Consider what happens when a single office building overpays by $0.005 per kWh. On its own, that might look like a rounding error. Spread across fifteen or twenty properties, it becomes a six-figure annual cost that goes straight to the bottom line. And in a deregulated market like Texas, where rates vary widely between Retail Electric Providers, that kind of gap is more common than most operators realize.
The shift in how institutional owners and property managers approach electricity reflects a broader change in CRE operations. Energy is no longer managed reactively. The most competitive portfolios treat it as a strategic function, one that ties directly to NOI performance, tenant retention, and long-term asset value.
That shift is especially pronounced in Texas. The ERCOT grid's pricing volatility, combined with growing ESG pressure from investors and tenants, has pushed energy management from a facilities task into the asset management conversation. And for portfolio operators running properties across
Dallas,
Houston, Austin, and the surrounding metro areas, the opportunity to centralize and optimize electricity procurement is significant.
Energy Costs Across Commercial Real Estate Asset Types
Not every commercial building consumes electricity the same way, and understanding those differences is the foundation of any serious energy strategy. The cost drivers for a Class A office tower in Uptown Dallas look nothing like those for a suburban strip center in Katy or a mixed-use development in Austin's Mueller district.

Entries supplied:
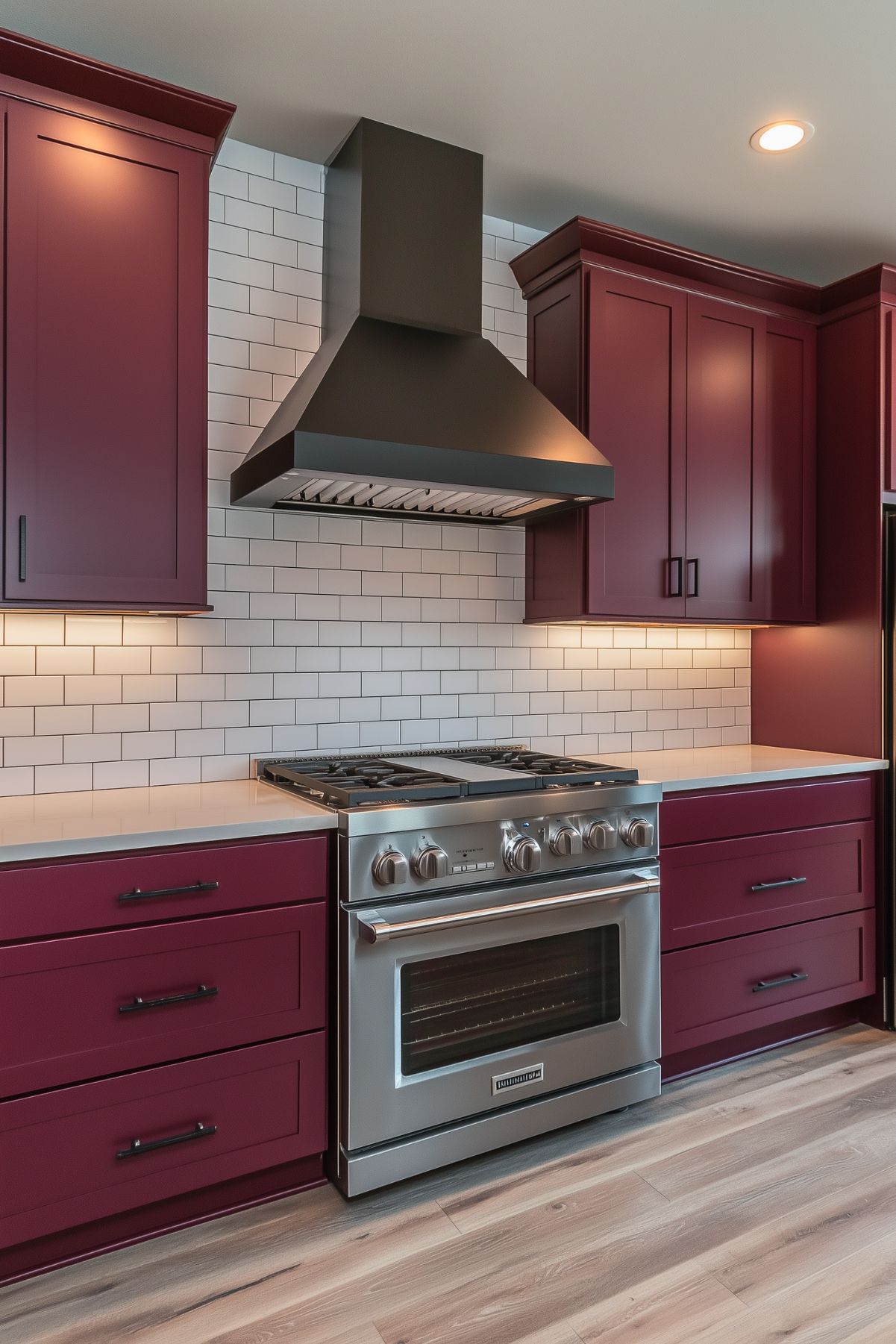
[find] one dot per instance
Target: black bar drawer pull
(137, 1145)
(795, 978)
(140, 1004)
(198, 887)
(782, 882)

--

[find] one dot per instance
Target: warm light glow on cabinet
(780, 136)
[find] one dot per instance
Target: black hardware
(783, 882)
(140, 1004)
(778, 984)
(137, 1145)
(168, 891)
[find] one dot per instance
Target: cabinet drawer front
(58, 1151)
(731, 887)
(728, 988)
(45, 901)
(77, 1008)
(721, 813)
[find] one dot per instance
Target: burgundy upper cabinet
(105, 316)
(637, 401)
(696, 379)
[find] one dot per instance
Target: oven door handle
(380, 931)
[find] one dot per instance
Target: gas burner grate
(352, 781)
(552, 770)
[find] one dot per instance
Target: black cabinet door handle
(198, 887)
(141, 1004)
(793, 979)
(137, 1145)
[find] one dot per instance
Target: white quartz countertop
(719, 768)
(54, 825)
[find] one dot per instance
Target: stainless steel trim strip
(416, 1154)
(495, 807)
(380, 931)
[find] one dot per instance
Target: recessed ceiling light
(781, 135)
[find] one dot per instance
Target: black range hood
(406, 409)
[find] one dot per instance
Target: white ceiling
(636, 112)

Task instructions: Reproduce a span of the passage on Texas commercial real estate energy costs word for word, beginning at the words "That shift is" and stopping after "procurement is significant.".

Task answer:
That shift is especially pronounced in Texas. The ERCOT grid's pricing volatility, combined with growing ESG pressure from investors and tenants, has pushed energy management from a facilities task into the asset management conversation. And for portfolio operators running properties across
Dallas,
Houston, Austin, and the surrounding metro areas, the opportunity to centralize and optimize electricity procurement is significant.